* **Information given**

※

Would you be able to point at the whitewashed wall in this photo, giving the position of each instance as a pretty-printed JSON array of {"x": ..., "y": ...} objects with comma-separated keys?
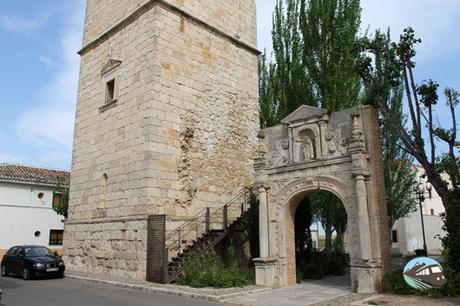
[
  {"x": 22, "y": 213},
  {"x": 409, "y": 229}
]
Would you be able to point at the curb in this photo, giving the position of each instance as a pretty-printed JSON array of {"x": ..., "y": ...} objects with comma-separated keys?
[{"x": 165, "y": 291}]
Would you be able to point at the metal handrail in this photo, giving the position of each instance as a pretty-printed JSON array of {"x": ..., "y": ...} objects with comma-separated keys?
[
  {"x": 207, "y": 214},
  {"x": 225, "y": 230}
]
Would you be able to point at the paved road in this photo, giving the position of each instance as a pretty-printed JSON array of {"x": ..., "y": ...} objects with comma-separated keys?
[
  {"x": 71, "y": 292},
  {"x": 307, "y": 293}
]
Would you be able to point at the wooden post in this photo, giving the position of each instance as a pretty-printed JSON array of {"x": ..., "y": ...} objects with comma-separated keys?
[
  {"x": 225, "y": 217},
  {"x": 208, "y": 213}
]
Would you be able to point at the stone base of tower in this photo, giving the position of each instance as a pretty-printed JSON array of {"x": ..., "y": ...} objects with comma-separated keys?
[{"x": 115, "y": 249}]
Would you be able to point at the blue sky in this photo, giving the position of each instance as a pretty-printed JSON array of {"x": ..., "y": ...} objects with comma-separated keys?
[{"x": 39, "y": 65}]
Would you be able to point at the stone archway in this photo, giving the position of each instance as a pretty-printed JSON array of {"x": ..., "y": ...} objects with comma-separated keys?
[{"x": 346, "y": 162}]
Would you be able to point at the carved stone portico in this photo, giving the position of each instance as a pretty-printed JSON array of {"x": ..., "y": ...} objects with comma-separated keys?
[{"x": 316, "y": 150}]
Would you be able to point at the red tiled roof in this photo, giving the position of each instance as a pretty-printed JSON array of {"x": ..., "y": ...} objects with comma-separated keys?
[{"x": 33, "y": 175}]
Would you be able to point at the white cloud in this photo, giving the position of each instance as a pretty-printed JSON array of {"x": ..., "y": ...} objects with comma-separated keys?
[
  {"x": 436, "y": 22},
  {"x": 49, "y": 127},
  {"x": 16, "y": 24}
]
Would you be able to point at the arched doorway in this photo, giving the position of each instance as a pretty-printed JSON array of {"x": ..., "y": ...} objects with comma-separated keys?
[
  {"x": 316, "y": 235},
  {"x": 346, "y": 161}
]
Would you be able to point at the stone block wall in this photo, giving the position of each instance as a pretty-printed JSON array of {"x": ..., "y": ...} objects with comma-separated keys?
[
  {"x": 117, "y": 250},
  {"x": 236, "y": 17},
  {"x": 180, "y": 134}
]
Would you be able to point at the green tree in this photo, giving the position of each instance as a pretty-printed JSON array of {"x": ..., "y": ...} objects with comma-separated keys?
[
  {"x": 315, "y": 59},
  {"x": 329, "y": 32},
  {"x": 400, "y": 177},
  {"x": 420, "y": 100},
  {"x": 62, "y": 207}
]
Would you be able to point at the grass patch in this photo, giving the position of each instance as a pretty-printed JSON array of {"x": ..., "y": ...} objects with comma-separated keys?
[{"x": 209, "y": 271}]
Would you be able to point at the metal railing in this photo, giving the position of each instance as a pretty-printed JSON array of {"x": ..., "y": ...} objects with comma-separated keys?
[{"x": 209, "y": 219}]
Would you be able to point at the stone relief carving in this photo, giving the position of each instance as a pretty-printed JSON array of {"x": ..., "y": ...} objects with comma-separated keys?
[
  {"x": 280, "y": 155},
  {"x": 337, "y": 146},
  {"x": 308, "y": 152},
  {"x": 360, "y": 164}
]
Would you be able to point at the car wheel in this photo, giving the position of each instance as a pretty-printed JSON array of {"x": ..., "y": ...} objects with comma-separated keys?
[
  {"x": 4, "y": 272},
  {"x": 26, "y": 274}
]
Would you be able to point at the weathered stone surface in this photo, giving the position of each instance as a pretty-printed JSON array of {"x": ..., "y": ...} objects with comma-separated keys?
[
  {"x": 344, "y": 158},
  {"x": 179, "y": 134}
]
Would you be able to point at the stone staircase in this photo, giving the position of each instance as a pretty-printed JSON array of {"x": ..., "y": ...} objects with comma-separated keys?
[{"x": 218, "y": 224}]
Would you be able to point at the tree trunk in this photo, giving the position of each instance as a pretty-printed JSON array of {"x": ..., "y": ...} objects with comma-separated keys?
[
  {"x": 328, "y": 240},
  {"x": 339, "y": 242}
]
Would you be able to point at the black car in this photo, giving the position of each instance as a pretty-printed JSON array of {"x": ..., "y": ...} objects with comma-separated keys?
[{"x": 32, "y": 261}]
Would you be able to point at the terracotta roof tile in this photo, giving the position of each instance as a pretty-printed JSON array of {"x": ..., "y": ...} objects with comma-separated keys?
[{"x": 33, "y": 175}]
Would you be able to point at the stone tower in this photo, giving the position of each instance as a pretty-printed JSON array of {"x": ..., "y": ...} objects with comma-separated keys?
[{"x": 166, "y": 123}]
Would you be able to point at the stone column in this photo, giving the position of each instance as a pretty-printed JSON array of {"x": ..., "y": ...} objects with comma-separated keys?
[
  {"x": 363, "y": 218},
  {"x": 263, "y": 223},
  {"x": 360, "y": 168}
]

※

* **Your instructions**
Can you retype every record above exactly, leaving out the pictures?

* **Solution for this exercise**
Would you be able to point at the whitewashed wall in this photo, giving the position of each instance as a pretty-printed JSON array of {"x": ..., "y": ...} objects with comma-separated keys?
[
  {"x": 22, "y": 213},
  {"x": 409, "y": 229}
]
Would you be able to point at the curb in this photo, giving the position of each instance as a pretty-printed JSON array of {"x": ..., "y": ...} objects with comma-separated keys?
[{"x": 165, "y": 291}]
Would you be able to point at the metal handrail in this photo, giving the position of each instance as a pretty-printed JSON array of {"x": ..., "y": ...} objects with comma-separated keys?
[
  {"x": 207, "y": 214},
  {"x": 225, "y": 230}
]
Would you be able to point at the paved road in this photo, giving the position of each instance as a pretty-printed JSON array of {"x": ..., "y": ...} objects with comma-separated keys?
[
  {"x": 71, "y": 292},
  {"x": 307, "y": 293}
]
Would you be able to point at the wooden post in this photo, giving the position of each instance as a pretty-printed JSON array of {"x": ..., "y": ...} objects with comma-separated keys?
[
  {"x": 225, "y": 217},
  {"x": 208, "y": 213}
]
Would you be able to point at the stone base of tower in this photo, giving the position of each instance as a pretty-printed JSON array of {"x": ..., "y": ...} objects with comma-separated keys?
[{"x": 115, "y": 249}]
Would you be able to point at the blue sky in this photo, giving the position of each instance as a pretty-printed JSON array of {"x": ..., "y": ...} objects with comma-separated keys?
[{"x": 39, "y": 65}]
Would you be able to point at the stone archway in this photo, giving the position of each instance as a pretty-printed JSON array of {"x": ..., "y": ...} objects with comma-separated keys?
[{"x": 346, "y": 162}]
Would you be able to point at the carved stone portico in this photo, giving the position of each instance as a pretty-printed JSON array of {"x": ..., "y": ...} objects with comma-separated keys?
[{"x": 316, "y": 150}]
Would you be able to point at the red tiled roof in this photo, giving the position of each instance as a pretty-printed JSON array of {"x": ..., "y": ...} objects with comma-separated keys?
[{"x": 33, "y": 175}]
Would you be able to point at the white cloud in this photo, giving the position of each instance as a pretty-printed JSON array of {"x": ..., "y": ...} objects with comma-separated keys?
[
  {"x": 436, "y": 22},
  {"x": 49, "y": 127},
  {"x": 16, "y": 24}
]
Would you be able to point at the arched doorway in this photo, giving the position of each instance as a pretty-printed JSON array of {"x": ..., "y": ...} objects with comma-separated keys?
[
  {"x": 316, "y": 235},
  {"x": 346, "y": 161}
]
Would you be able to point at the stone block wall in this photo, giving the position of each instance as a pretty-printed JSON array of {"x": ..., "y": ...} objects with comma-separated keys?
[
  {"x": 117, "y": 250},
  {"x": 236, "y": 17},
  {"x": 180, "y": 134}
]
Would you be able to point at the green tree in this photo, giving the position of each instance as a pretty-printed JSON array of {"x": ..., "y": ...} objects with comma-separated keys?
[
  {"x": 315, "y": 59},
  {"x": 329, "y": 32},
  {"x": 400, "y": 177},
  {"x": 420, "y": 100},
  {"x": 62, "y": 207}
]
Would you be able to point at the grass patch in this photo, giving the position of each instance as a pretty-printed JSON array of {"x": ..., "y": ...} objects with comma-separated keys?
[{"x": 209, "y": 271}]
Would you be able to point at the metal railing in this photo, giving the position of each instance as a pretty-printed JSON array of {"x": ..., "y": ...} objects with comma-separated keys?
[{"x": 209, "y": 219}]
Would you be able to point at the stone relief carving in this photo, giving the position of each instance as a pretty-printed JSON array of {"x": ..., "y": ...} objects with comma-separated keys?
[
  {"x": 280, "y": 155},
  {"x": 337, "y": 146},
  {"x": 308, "y": 152},
  {"x": 360, "y": 164}
]
Would you be able to point at the car wheel in this photo, giving the position of each instance as a pretty-printed JSON array of {"x": ..., "y": ...} objects with comma-separated keys?
[
  {"x": 4, "y": 272},
  {"x": 26, "y": 274}
]
Would you be able to point at the weathered stone surface in this photo, giving the position of each instance as a pretty-printed JSON array of {"x": ..., "y": ...} objects with comma-separated keys?
[
  {"x": 344, "y": 158},
  {"x": 179, "y": 134}
]
Would you be able to point at the stone staircase in this photo, giving the position of each instance as a pretty-printed JSON array of {"x": ..., "y": ...} objects with comma-separated keys?
[{"x": 218, "y": 224}]
Would you be able to point at the tree trunk in this photo, giving the position of each instance as a pretty-printed JSON array of {"x": ..., "y": ...} objects with comma-separated keys?
[
  {"x": 328, "y": 240},
  {"x": 339, "y": 242}
]
Would you be able to point at the black car in this photo, giving the position of each instance as a pretty-printed JSON array of {"x": ..., "y": ...} objects with comma-separated keys?
[{"x": 32, "y": 261}]
Would you be able to point at the terracotta roof tile in this photo, giving the position of each instance as a pretty-printed JSON array of {"x": ..., "y": ...} objects with comma-separated keys?
[{"x": 33, "y": 175}]
Would you be able to point at the stone tower in this photo, giving the position of each instance as a pretty-printed JSON array of {"x": ..., "y": ...} objects with comma-separated keys?
[{"x": 166, "y": 123}]
Would you be able to point at the stone column in this photo, giving the position of each instance as a pretty-printed JSON array of {"x": ..., "y": ...} objects with comma-separated keys?
[
  {"x": 363, "y": 218},
  {"x": 263, "y": 223},
  {"x": 360, "y": 168}
]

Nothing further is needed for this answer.